═════ Datos proporcionados ═════

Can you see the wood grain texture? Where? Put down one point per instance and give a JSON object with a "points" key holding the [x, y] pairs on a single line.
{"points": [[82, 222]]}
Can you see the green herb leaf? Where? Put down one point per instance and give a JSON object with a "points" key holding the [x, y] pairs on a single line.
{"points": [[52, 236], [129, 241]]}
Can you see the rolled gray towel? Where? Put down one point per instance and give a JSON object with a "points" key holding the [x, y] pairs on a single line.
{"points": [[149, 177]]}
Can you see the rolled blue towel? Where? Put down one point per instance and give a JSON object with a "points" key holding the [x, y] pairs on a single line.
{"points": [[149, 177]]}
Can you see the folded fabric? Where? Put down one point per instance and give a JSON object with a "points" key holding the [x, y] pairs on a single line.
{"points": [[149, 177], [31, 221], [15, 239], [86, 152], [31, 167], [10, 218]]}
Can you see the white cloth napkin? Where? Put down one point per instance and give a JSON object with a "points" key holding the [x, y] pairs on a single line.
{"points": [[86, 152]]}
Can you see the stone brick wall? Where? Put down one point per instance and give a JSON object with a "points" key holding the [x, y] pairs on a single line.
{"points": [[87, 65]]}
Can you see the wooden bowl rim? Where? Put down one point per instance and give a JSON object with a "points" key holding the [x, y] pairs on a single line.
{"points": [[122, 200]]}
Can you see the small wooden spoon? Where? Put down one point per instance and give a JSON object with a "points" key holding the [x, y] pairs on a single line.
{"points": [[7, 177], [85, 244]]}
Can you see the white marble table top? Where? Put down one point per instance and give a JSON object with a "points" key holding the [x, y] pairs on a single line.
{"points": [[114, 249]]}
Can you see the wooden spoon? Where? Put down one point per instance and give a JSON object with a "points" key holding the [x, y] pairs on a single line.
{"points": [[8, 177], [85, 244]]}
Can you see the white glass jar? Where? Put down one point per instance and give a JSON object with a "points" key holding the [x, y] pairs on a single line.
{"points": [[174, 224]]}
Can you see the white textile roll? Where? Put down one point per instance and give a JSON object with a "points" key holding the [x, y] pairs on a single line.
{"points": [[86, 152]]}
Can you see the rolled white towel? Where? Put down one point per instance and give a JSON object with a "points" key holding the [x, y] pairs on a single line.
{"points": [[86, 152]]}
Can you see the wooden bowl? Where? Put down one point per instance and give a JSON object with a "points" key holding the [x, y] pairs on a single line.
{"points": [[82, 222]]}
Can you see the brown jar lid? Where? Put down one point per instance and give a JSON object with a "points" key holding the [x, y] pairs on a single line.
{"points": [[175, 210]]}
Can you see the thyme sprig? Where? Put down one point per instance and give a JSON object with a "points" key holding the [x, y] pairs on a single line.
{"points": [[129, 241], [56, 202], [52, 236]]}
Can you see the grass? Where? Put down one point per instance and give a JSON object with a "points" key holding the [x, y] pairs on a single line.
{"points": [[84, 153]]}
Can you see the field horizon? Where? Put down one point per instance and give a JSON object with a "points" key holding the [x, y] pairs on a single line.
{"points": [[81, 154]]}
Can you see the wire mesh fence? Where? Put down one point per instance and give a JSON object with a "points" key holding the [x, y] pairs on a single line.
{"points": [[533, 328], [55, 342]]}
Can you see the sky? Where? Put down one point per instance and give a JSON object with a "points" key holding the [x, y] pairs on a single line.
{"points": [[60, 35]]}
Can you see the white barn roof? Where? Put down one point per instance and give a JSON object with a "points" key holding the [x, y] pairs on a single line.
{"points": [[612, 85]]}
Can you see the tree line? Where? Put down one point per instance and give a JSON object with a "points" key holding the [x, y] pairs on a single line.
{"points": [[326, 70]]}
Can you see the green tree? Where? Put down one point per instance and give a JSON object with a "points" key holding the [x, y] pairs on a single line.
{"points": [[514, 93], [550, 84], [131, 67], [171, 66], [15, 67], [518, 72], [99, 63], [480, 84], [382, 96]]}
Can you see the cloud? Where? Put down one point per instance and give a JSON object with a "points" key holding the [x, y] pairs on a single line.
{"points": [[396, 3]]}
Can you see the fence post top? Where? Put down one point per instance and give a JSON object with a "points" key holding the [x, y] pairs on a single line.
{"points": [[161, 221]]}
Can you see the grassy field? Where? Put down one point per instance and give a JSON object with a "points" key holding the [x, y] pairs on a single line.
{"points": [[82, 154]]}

═════

Tarea planteada
Convierte todas las líneas anteriores en una tabla Markdown con las columnas n y Línea, con el número de fila en la primera y la línea en la segunda. Omite las líneas en blanco.

Respuesta correcta
| n | Línea |
|---|---|
| 1 | Can you see the wood grain texture? Where? Put down one point per instance and give a JSON object with a "points" key holding the [x, y] pairs on a single line. |
| 2 | {"points": [[82, 222]]} |
| 3 | Can you see the green herb leaf? Where? Put down one point per instance and give a JSON object with a "points" key holding the [x, y] pairs on a single line. |
| 4 | {"points": [[52, 236], [129, 241]]} |
| 5 | Can you see the rolled gray towel? Where? Put down one point per instance and give a JSON object with a "points" key holding the [x, y] pairs on a single line. |
| 6 | {"points": [[149, 177]]} |
| 7 | Can you see the rolled blue towel? Where? Put down one point per instance and give a JSON object with a "points" key holding the [x, y] pairs on a single line. |
| 8 | {"points": [[149, 177]]} |
| 9 | Can you see the folded fabric? Where? Put down one point per instance and give a JSON object with a "points" key holding the [x, y] pairs on a single line. |
| 10 | {"points": [[149, 177], [31, 221], [15, 239], [86, 152], [31, 167], [10, 218]]} |
| 11 | Can you see the white cloth napkin? Where? Put down one point per instance and give a JSON object with a "points" key holding the [x, y] pairs on a single line. |
| 12 | {"points": [[86, 152]]} |
| 13 | Can you see the stone brick wall? Where? Put down one point per instance and give a JSON object with a "points" key holding the [x, y] pairs on a single line. |
| 14 | {"points": [[87, 65]]} |
| 15 | Can you see the wooden bowl rim? Where? Put down one point per instance and give a JSON object with a "points" key holding the [x, y] pairs on a single line. |
| 16 | {"points": [[122, 200]]} |
| 17 | Can you see the small wooden spoon? Where? Put down one point per instance and give a JSON object with a "points" key holding the [x, y] pairs on a single line. |
| 18 | {"points": [[7, 177], [85, 244]]} |
| 19 | Can you see the white marble table top? Where? Put down one point per instance and give a JSON object with a "points" key holding the [x, y] pairs on a single line. |
| 20 | {"points": [[114, 249]]} |
| 21 | Can you see the wooden spoon? Where? Put down one point per instance and give a JSON object with a "points" key holding the [x, y] pairs on a single line. |
| 22 | {"points": [[8, 177], [85, 244]]} |
| 23 | Can you see the white glass jar? Where? Put down one point per instance and give a JSON object with a "points" key holding the [x, y] pairs on a single line. |
| 24 | {"points": [[174, 224]]} |
| 25 | Can you see the white textile roll? Where? Put down one point per instance and give a JSON object with a "points" key holding the [x, y] pairs on a single line. |
| 26 | {"points": [[86, 152]]} |
| 27 | Can you see the rolled white towel? Where? Put down one point per instance and give a JSON object with a "points" key holding the [x, y] pairs on a single line. |
| 28 | {"points": [[86, 152]]} |
| 29 | Can you see the wooden bowl? Where? Put down one point per instance and give a JSON object with a "points" key holding the [x, y] pairs on a single line. |
| 30 | {"points": [[82, 222]]} |
| 31 | Can you see the brown jar lid? Where? Put down one point per instance and give a JSON object with a "points" key holding the [x, y] pairs on a single line. |
| 32 | {"points": [[175, 210]]} |
| 33 | Can you see the thyme sprig? Where? Put down one point per instance and give a JSON object with a "points" key holding the [x, y] pairs on a single line. |
| 34 | {"points": [[129, 241], [56, 202], [52, 236]]} |
| 35 | Can you see the grass? Where? Put down one point per instance and give a JSON object with a "points" key holding the [x, y] pairs on a single line. |
| 36 | {"points": [[84, 153]]} |
| 37 | Can you see the field horizon? Where? Put down one point per instance and give a JSON object with a "points" key holding the [x, y] pairs on a single line. |
| 38 | {"points": [[81, 154]]} |
| 39 | Can you see the wire mesh fence? Where? Put down one point per instance and give a JSON object with a "points" key holding the [x, y] pairs on a single line. |
| 40 | {"points": [[533, 328], [55, 342]]} |
| 41 | Can you see the sky? Where? Put down one point per instance and give a JSON object with a "points" key holding the [x, y] pairs on a single line. |
| 42 | {"points": [[60, 35]]} |
| 43 | Can you see the white barn roof? Where? Put down one point per instance and give a JSON object with a "points" key holding the [x, y] pairs on a single line. |
| 44 | {"points": [[612, 85]]} |
| 45 | Can you see the tree line? Where? Put down one point per instance and give a JSON object with a "points" key holding the [x, y] pairs on a single line. |
| 46 | {"points": [[326, 70]]} |
| 47 | Can you see the green tree? Where? Put down one point per instance and give a JSON object with a "points" key holding the [x, y] pairs on a single line. |
| 48 | {"points": [[514, 93], [550, 84], [131, 67], [171, 66], [15, 67], [518, 72], [99, 63], [480, 84], [382, 96]]} |
| 49 | Can you see the cloud? Where? Put down one point per instance and give a JSON object with a "points" key holding the [x, y] pairs on a single line. |
| 50 | {"points": [[396, 3]]} |
| 51 | Can you see the fence post top? Where? Put down one point per instance and give a JSON object with a "points" key holding the [x, y] pairs on a single line. |
| 52 | {"points": [[161, 221]]} |
| 53 | Can you see the grassy field? Where? Put down one point per instance and give a JSON object with a "points" key holding the [x, y] pairs on a single line. |
| 54 | {"points": [[82, 154]]} |